- _Excerpted text_
-*-
The town, which has struggled for months to rebuild the image of its beleaguered police force, is also dealing with domestic violence allegations against its police chief, John Velleca. Velleca, who was hired last fall and who requested Kelley's termination in November, has been placed on paid administrative leave.
It's not clear whether the timing of those claims played any part in the decision to rescind Kelley's termination.
Broth's letter was sent to King and Erin DeRenzis, assistant general counsel for AFSCME Council 93, which represents Weare police officers. In it, he states that the board continues to "expressly" deny any wrongdoing, and that its decision was made "to avoid the time, expense and inconvenience that arise from an arbitration hearing."
-*-
- _Extracted data_
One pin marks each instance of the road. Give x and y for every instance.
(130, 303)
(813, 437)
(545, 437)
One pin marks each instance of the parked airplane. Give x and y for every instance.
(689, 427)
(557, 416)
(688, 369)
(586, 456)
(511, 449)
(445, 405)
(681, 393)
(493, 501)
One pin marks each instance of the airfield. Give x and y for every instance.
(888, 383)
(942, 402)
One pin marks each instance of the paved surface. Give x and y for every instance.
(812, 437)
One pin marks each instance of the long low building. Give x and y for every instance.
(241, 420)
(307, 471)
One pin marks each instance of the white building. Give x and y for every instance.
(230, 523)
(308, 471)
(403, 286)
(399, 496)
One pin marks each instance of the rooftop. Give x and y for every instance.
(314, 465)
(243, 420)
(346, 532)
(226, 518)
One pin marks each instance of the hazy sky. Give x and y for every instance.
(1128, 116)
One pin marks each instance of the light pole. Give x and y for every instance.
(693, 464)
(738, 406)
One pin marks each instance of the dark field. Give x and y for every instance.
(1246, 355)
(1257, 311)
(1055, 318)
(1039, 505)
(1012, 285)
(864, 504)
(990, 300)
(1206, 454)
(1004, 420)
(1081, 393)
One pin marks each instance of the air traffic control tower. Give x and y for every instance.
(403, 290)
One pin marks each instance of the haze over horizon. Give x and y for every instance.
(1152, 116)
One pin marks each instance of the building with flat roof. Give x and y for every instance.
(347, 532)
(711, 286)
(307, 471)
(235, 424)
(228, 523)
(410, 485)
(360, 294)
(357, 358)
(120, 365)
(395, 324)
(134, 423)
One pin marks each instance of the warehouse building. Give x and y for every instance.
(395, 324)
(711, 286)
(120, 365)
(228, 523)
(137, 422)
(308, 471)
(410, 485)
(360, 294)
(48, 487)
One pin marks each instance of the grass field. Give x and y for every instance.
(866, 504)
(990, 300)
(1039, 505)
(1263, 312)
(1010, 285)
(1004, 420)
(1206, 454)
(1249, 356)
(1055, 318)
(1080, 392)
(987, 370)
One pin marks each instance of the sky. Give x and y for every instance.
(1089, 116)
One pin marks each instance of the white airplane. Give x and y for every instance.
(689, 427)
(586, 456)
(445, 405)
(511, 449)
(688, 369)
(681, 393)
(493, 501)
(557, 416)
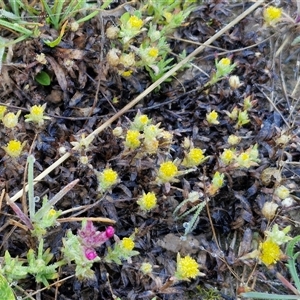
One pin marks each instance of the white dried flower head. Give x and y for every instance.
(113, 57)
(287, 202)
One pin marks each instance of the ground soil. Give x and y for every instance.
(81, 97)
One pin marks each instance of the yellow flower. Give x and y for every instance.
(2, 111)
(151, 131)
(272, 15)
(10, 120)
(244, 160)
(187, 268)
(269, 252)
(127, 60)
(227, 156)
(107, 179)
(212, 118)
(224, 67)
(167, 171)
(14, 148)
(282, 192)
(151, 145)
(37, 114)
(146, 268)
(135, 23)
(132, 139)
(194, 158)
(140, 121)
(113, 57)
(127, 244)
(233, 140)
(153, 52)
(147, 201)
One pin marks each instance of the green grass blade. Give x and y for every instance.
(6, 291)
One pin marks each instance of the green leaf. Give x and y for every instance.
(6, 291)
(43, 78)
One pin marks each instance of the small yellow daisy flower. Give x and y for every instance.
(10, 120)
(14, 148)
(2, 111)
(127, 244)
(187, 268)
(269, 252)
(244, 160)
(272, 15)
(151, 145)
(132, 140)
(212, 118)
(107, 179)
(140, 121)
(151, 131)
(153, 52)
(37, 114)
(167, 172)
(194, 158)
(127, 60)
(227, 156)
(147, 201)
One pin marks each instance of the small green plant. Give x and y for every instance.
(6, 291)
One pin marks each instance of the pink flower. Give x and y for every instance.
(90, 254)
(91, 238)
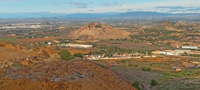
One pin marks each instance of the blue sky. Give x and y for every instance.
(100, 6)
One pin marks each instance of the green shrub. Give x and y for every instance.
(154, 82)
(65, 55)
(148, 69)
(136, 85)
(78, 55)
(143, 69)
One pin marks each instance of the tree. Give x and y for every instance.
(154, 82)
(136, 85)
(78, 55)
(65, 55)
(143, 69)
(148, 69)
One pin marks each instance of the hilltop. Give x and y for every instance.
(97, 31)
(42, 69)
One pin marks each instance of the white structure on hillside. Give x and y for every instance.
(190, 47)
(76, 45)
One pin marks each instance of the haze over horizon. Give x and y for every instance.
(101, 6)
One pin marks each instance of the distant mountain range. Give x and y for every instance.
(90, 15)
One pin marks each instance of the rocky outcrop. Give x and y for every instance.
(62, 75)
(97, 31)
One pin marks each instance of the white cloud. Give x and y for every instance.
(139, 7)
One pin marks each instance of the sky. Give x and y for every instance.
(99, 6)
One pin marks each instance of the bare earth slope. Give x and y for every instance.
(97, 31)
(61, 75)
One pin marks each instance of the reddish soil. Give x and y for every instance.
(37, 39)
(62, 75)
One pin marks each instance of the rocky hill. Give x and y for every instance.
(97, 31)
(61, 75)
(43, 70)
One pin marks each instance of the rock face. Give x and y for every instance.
-*-
- _What is expected_
Carry on the news passage about the Weare police force from the point where it stops.

- _Response to the exercise_
Kelley may no get his job back. While the city awarded his back pay (based on him being on worker's compensation for the stress) and rescinded his termination, the city indicated if he returned to work the police department would re-open the internal investigation into the fatal drug bust.
Kelley was previously involved in a case that reached the First Circuit Court of Appeals, after he arrested Carla Gericke for, among other things, recording him (with a camera that didn't work). Prosecutors dropped charges against Gericke but she sued for retaliatory prosecution and violation of her First Amendment rights. The court ruled Kelley couldn't do what he did. That incident was in 2010.